— BEGIN —

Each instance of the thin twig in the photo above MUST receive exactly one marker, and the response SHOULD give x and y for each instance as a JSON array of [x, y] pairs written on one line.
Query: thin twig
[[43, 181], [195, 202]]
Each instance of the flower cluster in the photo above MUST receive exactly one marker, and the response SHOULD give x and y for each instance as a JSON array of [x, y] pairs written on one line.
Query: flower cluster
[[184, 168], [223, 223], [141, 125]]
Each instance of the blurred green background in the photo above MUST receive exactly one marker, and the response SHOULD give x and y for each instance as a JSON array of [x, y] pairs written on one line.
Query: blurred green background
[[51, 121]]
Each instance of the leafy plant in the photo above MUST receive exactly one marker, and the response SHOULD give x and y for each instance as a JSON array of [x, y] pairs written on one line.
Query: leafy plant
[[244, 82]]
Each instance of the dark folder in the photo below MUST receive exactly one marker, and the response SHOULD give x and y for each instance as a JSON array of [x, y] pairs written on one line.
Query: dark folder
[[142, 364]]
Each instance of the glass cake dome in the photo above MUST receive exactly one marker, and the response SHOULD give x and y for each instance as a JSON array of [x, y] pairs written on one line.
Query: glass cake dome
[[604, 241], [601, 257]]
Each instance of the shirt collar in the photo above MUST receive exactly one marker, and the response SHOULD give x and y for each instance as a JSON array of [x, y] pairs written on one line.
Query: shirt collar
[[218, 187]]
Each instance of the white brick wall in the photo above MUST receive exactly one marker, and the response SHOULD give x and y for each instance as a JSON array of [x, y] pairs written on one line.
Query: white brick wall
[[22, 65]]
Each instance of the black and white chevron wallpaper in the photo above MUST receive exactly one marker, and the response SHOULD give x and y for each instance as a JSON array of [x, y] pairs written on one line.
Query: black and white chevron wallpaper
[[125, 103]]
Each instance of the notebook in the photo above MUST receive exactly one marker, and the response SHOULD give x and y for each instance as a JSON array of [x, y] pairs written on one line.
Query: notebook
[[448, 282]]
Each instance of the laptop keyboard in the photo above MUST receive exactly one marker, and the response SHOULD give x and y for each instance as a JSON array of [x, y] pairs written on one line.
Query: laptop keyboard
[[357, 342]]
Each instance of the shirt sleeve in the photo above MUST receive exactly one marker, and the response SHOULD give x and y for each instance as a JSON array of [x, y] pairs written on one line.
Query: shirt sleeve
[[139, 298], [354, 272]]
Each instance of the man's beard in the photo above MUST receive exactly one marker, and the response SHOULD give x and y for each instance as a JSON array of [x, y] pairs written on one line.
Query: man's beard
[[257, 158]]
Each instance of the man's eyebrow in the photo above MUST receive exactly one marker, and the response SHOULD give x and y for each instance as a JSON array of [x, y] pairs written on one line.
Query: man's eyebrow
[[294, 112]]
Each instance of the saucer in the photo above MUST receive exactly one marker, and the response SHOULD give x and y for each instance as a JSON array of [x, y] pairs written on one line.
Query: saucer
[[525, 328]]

— END —

◆ **Work instructions**:
Recast all the records above as a Markdown table with two columns, Row and Line. Put each nonblank line in its own row, numbered in order.

◆ **Solution for this task**:
| Row | Line |
|---|---|
| 1 | Each instance of the thin twig in the photo above MUST receive exactly one marker, and the response SHOULD give x and y for each instance as a JSON array of [x, y] pairs written on one line. |
| 2 | Query: thin twig |
| 3 | [[43, 181], [195, 202]] |
| 4 | Each instance of the flower cluster in the photo above MUST receive exactly one marker, and the response SHOULD give x and y for each instance as a JSON array of [x, y] pairs written on one line. |
| 5 | Query: flower cluster |
| 6 | [[184, 168], [223, 223], [141, 125]] |
| 7 | Each instance of the blurred green background in the photo above MUST receive exactly one marker, and the response SHOULD give x and y for each instance as a JSON array of [x, y] pairs written on one line. |
| 8 | Query: blurred green background |
| 9 | [[51, 121]] |
| 10 | Each instance of the leafy plant in the photo above MUST receive exactly one marker, and the response SHOULD give x and y for each instance as a JSON array of [x, y] pairs written on one line. |
| 11 | Query: leafy plant |
| 12 | [[244, 82]] |
| 13 | Each instance of the dark folder in the photo below MUST receive exactly one marker, and the response SHOULD give x and y for each instance as a JSON array of [x, y] pairs written on one line. |
| 14 | Query: dark folder |
| 15 | [[142, 364]] |
| 16 | Each instance of the glass cake dome in the photo above MUST receive exactly one marker, and the response SHOULD give x and y for each instance as a JSON array of [x, y] pairs written on one line. |
| 17 | Query: glass cake dome |
| 18 | [[604, 241], [601, 257]] |
| 19 | Each instance of the shirt collar in the photo above MUST receive exactly one marker, and the response SHOULD give x and y for each instance as a JSON array of [x, y] pairs written on one line. |
| 20 | Query: shirt collar |
| 21 | [[218, 187]] |
| 22 | Each instance of the white brick wall in the photo above MUST receive exactly one marker, and the response SHOULD give x and y for each instance as a JSON array of [x, y] pairs written on one line. |
| 23 | Query: white brick wall |
| 24 | [[22, 65]] |
| 25 | Each instance of the black and white chevron wallpaper in the photo above MUST receive exactly one marker, and the response SHOULD give x and y for each instance as a JSON array of [x, y] pairs written on one line. |
| 26 | Query: black and white chevron wallpaper |
| 27 | [[125, 103]] |
| 28 | Each instance of the notebook in the photo above MUST receive exactly one marker, and the response SHOULD give x and y for each instance as a JSON array of [x, y] pairs written on one line. |
| 29 | Query: notebook |
| 30 | [[448, 282]] |
| 31 | Each instance of the laptop keyboard in the photo above MUST receive exactly one marker, and the response SHOULD give x and y for each instance as a JSON array of [x, y] pairs written on one line. |
| 32 | Query: laptop keyboard |
| 33 | [[357, 342]] |
| 34 | Each instance of the shirt sleeve in the photo above MUST receive exactly one marker, and the response SHOULD give x and y for each instance as a JSON array of [x, y] pairs written on one line. |
| 35 | Query: shirt sleeve |
| 36 | [[139, 298], [354, 272]] |
| 37 | Each instance of the man's beard in the photo above MUST receive exactly one marker, and the response SHOULD give x and y for each instance as a JSON array of [x, y] pairs written on one line. |
| 38 | Query: man's beard |
| 39 | [[257, 158]] |
| 40 | Each instance of the man's eyebrow in the photo above MUST receive exactly one marker, and the response SHOULD give x and y for each instance as a JSON array of [x, y] pairs written on one line. |
| 41 | Query: man's eyebrow |
| 42 | [[294, 112]] |
| 43 | Each instance of the saucer in the photo above MUST receive exactly one marker, and the response SHOULD give x and y for each instance as a JSON array of [x, y] pairs written on one line. |
| 44 | Query: saucer |
| 45 | [[525, 328]] |